The TJX Cos. said it will be implementing temporary furloughs after April 11 for the majority of store and distribution center associates in the U.S. after announcing plans to continue its store closures in response to the pandemic. Its top executives have agreed to salary reductions.

The move to temporary furloughs comes after the company previously announced that all of its stores would be closed for at least two weeks, effective March 19 and that it had temporarily closed its online businesses, its distribution centers and its offices with associates working remotely where possible. The company said it continues to monitor developments, including government requirements and recommendations at the federal, state and local levels and has extended such closures. The company expects the cadence of re-openings to vary by state and locality in the U.S. and by country. TJX has committed to pay its associates until the week ending April 11.

Any associates who are eligible after that date will receive employee benefits during the temporary furlough at no cost to impacted associates. The company is taking comparable actions with respect to portions of its non-U.S. workforce and continues to evaluate a variety of additional measures.

------------------------------------------------------------

* _TASK DIRECTIONS_
According to the text on TJX furloughs, through which week has the company committed to pay its associates?

* _INPUT DATA_
------------------------------------------------------------

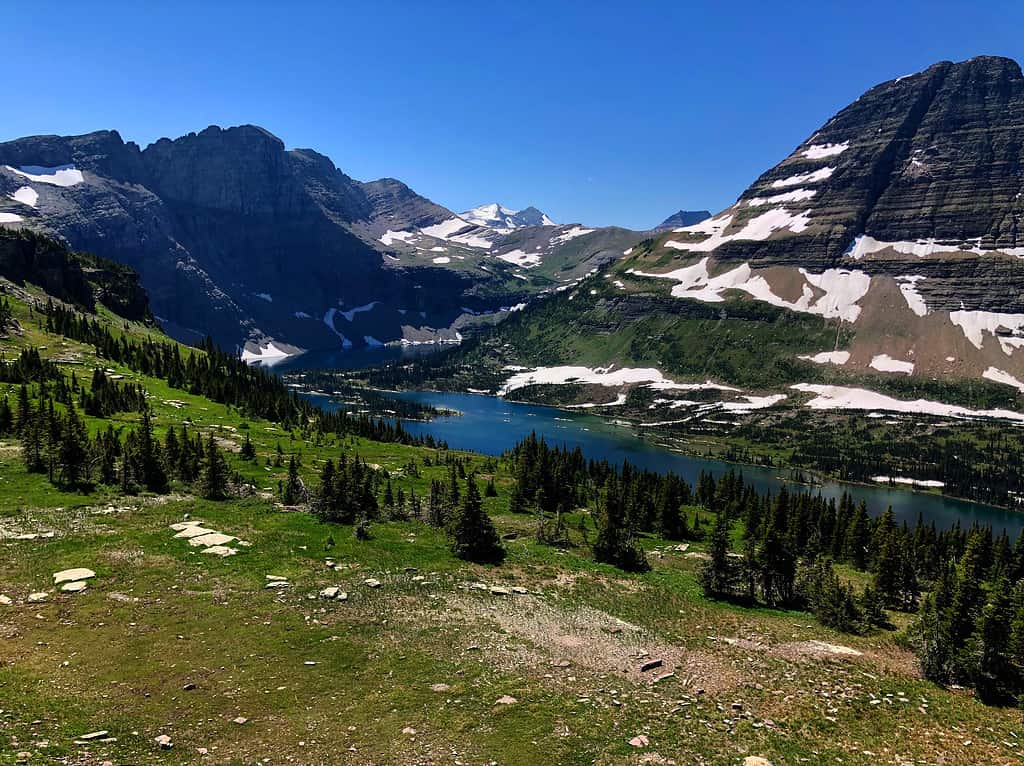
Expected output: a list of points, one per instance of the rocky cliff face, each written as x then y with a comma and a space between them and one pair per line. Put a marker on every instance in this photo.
898, 221
75, 278
237, 237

------------------------------------------------------------

* _EXERCISE RESPONSE_
The week ending April 11.